[Extracted data entries]
════════════════════

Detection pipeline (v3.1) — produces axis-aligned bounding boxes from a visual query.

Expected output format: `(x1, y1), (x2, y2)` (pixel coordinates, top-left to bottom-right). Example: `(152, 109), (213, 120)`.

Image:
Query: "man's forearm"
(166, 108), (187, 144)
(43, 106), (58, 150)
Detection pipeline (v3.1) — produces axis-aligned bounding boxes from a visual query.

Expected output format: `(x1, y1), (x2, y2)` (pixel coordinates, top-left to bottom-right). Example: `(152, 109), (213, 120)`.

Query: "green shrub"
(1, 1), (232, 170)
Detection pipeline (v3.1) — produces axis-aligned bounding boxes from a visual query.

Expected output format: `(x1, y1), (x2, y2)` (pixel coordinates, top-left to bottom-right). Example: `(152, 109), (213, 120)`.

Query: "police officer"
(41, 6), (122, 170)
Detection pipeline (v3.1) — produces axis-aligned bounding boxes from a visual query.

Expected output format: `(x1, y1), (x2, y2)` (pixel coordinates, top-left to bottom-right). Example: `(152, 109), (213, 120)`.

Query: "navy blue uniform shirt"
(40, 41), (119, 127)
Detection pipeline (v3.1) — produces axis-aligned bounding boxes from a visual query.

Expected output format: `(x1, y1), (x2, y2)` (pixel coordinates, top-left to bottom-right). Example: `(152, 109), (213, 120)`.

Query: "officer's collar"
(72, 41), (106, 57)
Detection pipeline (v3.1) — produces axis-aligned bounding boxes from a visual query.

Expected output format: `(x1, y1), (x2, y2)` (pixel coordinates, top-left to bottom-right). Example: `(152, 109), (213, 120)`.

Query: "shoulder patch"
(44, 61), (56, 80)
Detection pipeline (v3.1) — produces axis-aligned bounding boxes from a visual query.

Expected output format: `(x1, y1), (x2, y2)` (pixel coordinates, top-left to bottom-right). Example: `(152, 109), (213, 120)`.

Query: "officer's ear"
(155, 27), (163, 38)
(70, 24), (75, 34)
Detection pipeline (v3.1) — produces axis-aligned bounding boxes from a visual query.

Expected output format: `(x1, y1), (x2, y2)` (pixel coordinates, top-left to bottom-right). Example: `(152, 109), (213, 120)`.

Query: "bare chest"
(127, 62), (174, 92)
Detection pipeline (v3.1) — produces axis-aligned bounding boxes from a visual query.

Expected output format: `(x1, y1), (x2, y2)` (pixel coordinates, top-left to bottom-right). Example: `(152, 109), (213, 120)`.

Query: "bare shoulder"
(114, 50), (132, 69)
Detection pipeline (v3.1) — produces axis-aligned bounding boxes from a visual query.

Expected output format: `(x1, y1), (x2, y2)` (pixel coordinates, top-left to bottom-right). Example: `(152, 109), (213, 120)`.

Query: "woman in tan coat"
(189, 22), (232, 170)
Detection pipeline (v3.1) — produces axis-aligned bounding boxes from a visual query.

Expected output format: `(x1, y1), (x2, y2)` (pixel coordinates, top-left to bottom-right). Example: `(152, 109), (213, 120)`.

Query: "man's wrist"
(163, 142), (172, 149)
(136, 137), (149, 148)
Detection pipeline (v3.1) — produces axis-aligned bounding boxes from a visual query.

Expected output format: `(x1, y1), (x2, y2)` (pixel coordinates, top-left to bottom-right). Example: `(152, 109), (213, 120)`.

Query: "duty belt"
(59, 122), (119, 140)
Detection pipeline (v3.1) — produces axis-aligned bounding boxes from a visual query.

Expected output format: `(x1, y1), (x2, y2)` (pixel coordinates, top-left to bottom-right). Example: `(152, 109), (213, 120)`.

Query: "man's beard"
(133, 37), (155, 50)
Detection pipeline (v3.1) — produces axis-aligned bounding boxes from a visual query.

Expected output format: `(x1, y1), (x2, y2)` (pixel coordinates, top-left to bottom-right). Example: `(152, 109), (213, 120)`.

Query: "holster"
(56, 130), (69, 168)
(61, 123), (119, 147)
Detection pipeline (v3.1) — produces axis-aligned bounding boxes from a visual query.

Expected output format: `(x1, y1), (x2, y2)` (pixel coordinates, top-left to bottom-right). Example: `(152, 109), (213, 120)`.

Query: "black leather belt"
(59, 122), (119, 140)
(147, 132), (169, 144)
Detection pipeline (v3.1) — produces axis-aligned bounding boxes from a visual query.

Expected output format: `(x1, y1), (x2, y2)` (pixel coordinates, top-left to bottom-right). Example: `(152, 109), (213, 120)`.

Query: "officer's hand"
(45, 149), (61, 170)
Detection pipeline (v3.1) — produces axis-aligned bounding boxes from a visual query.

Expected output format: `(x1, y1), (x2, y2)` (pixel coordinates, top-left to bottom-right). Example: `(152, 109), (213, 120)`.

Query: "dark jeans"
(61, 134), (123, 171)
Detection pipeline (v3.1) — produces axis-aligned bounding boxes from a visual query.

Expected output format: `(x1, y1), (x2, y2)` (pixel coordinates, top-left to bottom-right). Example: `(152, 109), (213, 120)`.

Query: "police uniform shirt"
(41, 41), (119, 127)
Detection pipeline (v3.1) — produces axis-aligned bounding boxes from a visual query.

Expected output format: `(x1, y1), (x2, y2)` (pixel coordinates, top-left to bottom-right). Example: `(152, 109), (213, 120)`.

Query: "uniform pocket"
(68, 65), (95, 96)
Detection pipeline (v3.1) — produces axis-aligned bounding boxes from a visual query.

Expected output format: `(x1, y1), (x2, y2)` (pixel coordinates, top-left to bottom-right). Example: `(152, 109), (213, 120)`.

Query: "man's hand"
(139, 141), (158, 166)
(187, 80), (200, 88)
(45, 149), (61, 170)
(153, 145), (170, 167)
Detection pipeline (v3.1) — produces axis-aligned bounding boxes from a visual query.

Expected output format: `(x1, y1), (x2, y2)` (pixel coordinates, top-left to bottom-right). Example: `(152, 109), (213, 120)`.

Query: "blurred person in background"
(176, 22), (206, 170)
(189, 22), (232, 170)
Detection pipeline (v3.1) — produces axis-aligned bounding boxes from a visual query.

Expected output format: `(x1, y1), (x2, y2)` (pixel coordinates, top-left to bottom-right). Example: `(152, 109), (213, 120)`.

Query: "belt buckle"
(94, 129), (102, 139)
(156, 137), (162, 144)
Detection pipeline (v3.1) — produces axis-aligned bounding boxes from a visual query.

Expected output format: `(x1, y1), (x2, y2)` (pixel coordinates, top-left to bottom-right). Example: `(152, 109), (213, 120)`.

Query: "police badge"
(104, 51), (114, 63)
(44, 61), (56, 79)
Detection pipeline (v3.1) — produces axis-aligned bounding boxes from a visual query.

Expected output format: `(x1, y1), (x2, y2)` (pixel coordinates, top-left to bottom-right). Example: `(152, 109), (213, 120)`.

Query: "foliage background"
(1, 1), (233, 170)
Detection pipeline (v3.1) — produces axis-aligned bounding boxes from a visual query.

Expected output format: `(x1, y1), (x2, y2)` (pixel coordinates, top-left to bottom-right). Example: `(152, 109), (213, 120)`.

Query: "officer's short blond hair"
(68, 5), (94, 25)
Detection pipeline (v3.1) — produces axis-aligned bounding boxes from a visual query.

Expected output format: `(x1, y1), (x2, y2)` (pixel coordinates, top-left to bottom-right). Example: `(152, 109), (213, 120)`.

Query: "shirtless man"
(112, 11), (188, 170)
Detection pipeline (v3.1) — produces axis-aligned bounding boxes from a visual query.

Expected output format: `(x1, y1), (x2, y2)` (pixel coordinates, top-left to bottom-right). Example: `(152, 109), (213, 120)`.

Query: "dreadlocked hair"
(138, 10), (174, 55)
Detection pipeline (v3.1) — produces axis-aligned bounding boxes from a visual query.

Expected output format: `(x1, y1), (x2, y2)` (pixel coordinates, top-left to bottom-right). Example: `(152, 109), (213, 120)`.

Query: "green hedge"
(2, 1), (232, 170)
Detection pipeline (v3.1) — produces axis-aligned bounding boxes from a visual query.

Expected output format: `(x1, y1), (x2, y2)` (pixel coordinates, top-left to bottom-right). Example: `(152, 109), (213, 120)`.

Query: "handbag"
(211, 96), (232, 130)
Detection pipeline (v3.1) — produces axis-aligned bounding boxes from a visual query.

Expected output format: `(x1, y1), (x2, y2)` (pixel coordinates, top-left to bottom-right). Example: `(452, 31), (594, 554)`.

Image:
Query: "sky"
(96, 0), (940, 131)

════════════════════

## WHAT IS REQUIRED
Reproduce the material starting at its first line and ending at the line containing "(43, 106), (58, 150)", substituting "image coordinates" for "pixel coordinates" and leaving everything else unchanged.

## CORRECT RESPONSE
Detection pipeline (v3.1) — produces axis-aligned bounding boxes from a visual query.

Expected output format: `(x1, y1), (x2, y2)` (image coordinates, top-left to bottom-right). Example: `(152, 109), (213, 120)`.

Image:
Query: "man's forearm"
(166, 108), (187, 144)
(43, 106), (58, 150)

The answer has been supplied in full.